* Start Excerpt provided *
My life consists of existing through different eras, and I think that with virtually everyone, this generally holds true. Your life always consists of an era through which you currently find yourself, but what is interesting to note, is that the modern era structure of someone is no longer being based so much on age as it is being based on both experience and environment. I imagine that about 6 decades ago, the majority of what someone would experience growing up was based on both how society treated age, and also how age treated society. The contemporary occurrences are no different in that respect, but things are shifting as technology grows more diverse, the country’s economy rises even higher, and young adults gain increased exposure to the widespread depth of human experience.
The first noteworthy era of anyone’s life, is often generalized by being called ‘their childhood.’ It annoys me that people so often refer to your younger years as the childhood, because everyone’s childhood is so dramatically different! In fact, what is interesting is that when people are young they seem to be more willing to put their differences aside to work together on things than when they are older. According to a popular myth, the opposite of this is supposedly true. I think that overall, it is not! Children put together in a room without any outside influences acting upon them will often make immediate friends with each other and attempt to find common ground with another by playing games. But at the same time that there is so much commonality among children, there is also such a massive, broad difference that few people realize the level of impact it will have on their later life.
To take a moment to talk about the general topic of age-related development, I want to point out the changes in clothes over the period of time that a person is growing up. Why is it that all children are wearing similar clothes? Why is it that teenagers, once they reach “that age” will begin to separate themselves out into culturally oriented cliques separated by the clothing they wear? Why is it that adults will often wear clothes based on their interests and their financial state, almost entirely based off of those factors? You might ask, does the economy dictate this? Do manufacturers simply make clothes for these age ranges this particular way? No, they don’t, and the economy does not in fact dictate anything. It is market research, but what the people working for these major clothing outlets do not realize is that the separation in the types of clothing clearly shows a reflection on the nature of the age-related developmental portion of the human psyche.
* End Excerpt provided *
* Start Extracted data *
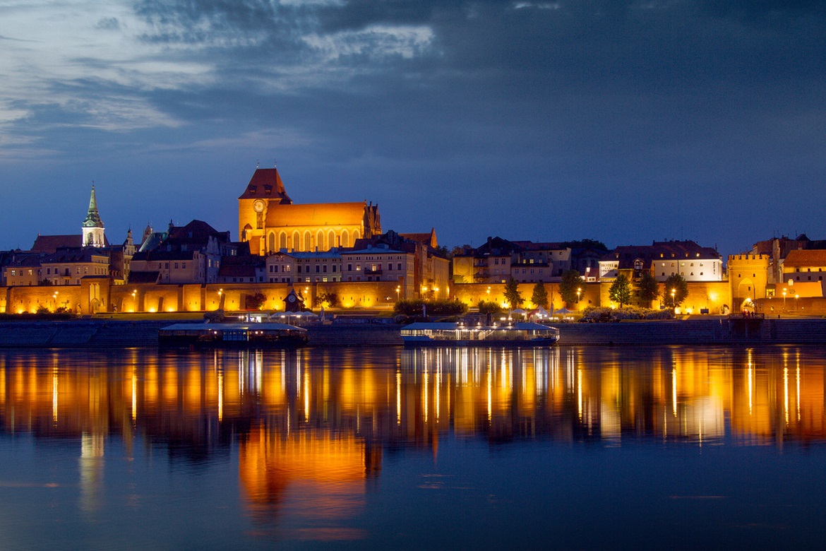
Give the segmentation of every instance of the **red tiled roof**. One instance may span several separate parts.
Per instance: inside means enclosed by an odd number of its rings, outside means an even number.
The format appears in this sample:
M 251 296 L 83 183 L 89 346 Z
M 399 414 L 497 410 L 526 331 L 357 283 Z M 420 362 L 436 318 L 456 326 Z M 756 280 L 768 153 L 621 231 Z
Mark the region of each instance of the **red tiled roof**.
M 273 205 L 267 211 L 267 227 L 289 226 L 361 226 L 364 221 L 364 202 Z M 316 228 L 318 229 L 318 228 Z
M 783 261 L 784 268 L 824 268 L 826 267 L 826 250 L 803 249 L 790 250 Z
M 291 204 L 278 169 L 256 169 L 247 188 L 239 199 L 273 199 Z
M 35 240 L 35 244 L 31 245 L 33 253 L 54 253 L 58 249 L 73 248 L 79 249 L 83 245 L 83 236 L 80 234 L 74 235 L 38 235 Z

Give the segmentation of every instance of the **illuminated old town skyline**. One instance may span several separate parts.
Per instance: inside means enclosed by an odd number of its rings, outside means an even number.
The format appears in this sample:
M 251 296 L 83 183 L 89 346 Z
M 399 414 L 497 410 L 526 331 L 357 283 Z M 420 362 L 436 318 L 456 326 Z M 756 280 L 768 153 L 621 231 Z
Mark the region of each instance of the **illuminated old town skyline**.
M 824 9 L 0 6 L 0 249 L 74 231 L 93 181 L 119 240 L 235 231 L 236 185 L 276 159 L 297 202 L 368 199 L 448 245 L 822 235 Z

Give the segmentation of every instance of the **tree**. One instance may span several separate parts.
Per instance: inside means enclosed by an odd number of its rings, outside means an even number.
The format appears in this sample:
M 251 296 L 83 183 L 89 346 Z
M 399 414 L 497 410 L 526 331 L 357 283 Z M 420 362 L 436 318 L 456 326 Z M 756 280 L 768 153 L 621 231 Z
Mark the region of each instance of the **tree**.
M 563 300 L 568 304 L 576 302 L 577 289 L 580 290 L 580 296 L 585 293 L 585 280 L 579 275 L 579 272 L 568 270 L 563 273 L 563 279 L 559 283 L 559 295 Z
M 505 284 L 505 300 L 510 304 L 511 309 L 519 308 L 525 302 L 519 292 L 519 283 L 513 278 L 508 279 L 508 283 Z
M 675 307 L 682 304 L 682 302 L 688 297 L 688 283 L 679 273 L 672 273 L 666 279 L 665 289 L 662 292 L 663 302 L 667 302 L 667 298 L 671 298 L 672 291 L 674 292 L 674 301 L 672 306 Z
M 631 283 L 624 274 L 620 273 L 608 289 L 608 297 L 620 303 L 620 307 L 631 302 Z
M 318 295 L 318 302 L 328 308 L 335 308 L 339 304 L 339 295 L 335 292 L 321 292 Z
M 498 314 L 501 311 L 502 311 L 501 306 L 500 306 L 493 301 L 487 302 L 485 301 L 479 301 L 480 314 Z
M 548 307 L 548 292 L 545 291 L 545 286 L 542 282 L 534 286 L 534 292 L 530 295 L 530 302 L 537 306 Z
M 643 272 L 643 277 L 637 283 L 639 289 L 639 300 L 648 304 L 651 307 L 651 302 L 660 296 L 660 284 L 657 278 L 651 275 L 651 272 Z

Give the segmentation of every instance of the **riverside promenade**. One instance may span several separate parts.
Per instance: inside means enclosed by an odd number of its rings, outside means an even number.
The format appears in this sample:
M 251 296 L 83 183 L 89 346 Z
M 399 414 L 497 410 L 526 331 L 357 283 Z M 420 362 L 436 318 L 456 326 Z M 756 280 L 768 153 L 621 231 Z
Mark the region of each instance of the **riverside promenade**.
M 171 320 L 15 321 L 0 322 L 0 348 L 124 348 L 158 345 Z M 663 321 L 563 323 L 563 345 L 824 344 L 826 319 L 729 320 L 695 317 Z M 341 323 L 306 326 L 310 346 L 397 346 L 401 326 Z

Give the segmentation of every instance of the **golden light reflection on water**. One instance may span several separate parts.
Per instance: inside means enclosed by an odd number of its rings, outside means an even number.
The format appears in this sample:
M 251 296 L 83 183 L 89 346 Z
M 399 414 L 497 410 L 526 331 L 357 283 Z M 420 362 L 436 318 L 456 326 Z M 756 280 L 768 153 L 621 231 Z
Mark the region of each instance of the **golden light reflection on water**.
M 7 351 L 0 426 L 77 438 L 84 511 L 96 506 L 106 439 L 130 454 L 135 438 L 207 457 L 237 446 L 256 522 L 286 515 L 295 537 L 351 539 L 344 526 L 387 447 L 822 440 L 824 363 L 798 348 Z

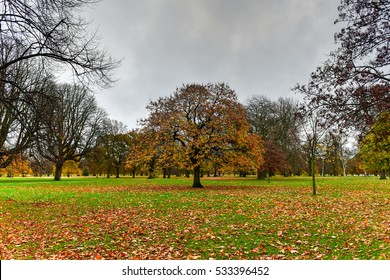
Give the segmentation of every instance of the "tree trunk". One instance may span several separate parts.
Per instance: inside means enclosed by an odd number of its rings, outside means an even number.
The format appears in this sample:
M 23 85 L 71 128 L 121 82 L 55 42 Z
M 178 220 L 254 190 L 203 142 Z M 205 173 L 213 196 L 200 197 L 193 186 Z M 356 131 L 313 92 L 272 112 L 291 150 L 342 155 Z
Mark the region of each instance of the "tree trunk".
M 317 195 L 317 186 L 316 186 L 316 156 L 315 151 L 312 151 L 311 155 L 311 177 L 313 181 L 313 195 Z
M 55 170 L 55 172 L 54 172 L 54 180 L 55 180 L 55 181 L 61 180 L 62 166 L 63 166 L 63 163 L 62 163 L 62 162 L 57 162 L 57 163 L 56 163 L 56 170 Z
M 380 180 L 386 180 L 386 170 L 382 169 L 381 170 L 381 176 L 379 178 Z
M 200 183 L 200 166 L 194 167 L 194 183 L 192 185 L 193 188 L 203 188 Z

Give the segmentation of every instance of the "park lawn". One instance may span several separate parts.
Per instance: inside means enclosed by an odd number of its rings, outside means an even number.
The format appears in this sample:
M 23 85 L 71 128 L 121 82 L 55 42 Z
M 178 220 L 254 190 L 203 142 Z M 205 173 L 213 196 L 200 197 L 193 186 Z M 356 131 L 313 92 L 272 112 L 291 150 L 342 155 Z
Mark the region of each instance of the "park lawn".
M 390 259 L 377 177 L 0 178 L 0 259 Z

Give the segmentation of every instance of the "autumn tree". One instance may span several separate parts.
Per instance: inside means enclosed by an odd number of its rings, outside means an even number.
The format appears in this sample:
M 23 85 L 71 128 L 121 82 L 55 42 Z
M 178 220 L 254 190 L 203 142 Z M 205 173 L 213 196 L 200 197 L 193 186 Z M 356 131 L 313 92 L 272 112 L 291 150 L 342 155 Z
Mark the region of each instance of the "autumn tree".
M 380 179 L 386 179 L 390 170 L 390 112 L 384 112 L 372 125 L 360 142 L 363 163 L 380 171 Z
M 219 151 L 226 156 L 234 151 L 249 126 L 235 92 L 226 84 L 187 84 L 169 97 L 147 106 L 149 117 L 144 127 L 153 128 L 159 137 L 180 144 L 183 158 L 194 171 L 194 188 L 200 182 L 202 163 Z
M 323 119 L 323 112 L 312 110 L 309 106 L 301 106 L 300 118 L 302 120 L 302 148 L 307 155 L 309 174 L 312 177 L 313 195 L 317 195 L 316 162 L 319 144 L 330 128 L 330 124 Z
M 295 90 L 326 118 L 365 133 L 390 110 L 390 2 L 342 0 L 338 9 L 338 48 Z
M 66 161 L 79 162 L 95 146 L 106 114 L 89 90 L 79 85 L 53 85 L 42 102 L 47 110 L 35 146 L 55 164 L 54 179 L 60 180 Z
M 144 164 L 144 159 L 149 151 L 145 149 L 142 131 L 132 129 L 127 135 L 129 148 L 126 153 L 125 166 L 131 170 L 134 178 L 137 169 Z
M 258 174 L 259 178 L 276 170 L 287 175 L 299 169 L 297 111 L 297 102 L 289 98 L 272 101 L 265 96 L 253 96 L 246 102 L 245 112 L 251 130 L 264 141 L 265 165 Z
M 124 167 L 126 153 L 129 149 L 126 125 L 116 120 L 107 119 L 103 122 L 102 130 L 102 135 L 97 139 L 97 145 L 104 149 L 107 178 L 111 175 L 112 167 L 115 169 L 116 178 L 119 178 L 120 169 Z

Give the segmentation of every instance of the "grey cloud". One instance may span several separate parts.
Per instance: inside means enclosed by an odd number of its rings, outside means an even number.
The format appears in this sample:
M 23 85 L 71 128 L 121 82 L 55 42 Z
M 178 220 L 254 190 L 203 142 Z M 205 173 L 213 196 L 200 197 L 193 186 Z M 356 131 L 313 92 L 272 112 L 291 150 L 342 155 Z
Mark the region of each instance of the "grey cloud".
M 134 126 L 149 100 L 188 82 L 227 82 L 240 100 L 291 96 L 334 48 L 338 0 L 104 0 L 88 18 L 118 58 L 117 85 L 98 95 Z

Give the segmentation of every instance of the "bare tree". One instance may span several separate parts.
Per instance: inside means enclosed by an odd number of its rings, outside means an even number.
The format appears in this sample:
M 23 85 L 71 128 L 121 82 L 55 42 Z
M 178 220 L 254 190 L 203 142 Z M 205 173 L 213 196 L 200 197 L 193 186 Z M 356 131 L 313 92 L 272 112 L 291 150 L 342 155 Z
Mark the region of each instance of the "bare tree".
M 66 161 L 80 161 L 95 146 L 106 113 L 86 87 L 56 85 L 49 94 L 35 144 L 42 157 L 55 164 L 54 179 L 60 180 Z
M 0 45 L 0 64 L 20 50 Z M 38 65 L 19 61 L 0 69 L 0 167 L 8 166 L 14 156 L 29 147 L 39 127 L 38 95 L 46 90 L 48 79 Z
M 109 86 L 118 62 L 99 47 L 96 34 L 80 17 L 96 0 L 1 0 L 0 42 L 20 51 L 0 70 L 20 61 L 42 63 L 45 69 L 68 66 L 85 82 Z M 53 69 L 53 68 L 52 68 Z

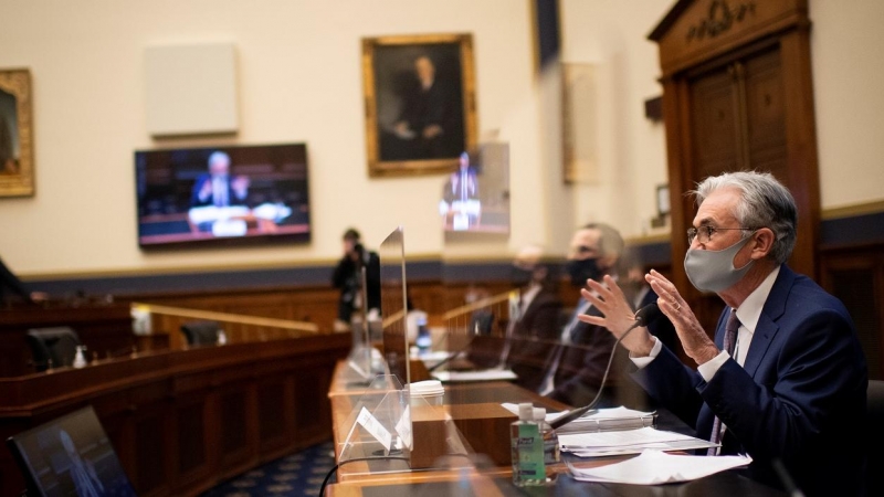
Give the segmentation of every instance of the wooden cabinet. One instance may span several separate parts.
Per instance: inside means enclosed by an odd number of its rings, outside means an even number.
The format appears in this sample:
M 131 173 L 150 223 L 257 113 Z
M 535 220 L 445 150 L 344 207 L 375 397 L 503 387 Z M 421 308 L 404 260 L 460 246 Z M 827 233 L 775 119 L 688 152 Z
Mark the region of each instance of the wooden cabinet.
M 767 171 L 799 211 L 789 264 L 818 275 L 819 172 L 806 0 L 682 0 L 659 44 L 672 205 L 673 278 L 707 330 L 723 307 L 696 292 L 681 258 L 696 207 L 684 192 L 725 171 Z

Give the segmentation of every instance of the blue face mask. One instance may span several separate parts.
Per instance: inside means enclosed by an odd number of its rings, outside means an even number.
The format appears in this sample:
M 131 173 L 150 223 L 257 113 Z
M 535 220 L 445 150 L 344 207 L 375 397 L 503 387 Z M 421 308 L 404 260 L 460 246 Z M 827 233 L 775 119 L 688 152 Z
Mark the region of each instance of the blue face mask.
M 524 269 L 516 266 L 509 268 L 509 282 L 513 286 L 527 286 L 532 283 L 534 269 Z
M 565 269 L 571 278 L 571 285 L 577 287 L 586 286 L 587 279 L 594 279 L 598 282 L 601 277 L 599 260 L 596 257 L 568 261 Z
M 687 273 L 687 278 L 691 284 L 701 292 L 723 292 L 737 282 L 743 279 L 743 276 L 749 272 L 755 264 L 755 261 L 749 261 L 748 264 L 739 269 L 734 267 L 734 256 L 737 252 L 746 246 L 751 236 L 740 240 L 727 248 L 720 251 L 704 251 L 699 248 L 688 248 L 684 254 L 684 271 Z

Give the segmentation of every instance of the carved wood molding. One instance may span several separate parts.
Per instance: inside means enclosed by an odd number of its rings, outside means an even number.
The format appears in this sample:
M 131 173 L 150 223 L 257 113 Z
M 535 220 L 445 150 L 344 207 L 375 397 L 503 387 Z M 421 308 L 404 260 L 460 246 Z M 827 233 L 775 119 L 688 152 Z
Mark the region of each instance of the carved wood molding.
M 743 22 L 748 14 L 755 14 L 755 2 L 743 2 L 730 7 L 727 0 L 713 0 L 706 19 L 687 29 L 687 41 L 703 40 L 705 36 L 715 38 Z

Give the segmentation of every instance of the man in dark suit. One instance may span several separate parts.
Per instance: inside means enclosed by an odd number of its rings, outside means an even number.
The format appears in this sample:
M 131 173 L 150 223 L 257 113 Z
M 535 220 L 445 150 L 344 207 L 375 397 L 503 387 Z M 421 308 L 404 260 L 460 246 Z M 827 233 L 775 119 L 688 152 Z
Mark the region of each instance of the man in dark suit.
* End Extracted data *
(Problems to work on):
[a] In the essay on life eras, what name is the first noteworthy era of anyone's life often given?
[b] Which developments does the essay on life eras name as the reasons things are shifting?
[c] Extend the essay on life eras past its final sentence, keeping its voice and its topic of age-related development.
The listing is separate material and has no connection to the essay.

(Answers to the tasks):
[a] It is often called "their childhood."

[b]
- Technology grows more diverse.
- The country's economy rises even higher.
- Young adults gain increased exposure to the widespread depth of human experience.

[c]
But what exactly is this change? It’s a shift in their consciousness, no matter how small or subtle, that determines what they will deem as their actual identity. While I do not want to stick to talking about only stereotypes, I want to stress that stereotypes are often created off of common societal interpretations of cultural commonalities. A man who has a fairly low income, shops at Wal-Mart expressly for the majority of his goods, and had children very early on in his life will be a much higher candidate for wearing a Harley Davidson t-shirt than one who is earning $150,000 a year, got married at 30, and shops at a central city supermarket. Finance and the socio-economic class of a person will often determine, in part, what they wear, and as a result of the formation of culturally and financially influenced etiquette, will have a drastic impact on their personality. This is part of the reason we will often point to the idea that, “if you start acting more wealthy, you’re likely to become more wealthy.” In essence, it is true – you are shifting your identity in both physical and, at least in part, material times both at the same time when you choose to wear a suit instead of overalls.
You might be thinking at this moment, however, Scott: what does this have to do with me? Well, nothing. But it does have to do with myself, and my own personal story.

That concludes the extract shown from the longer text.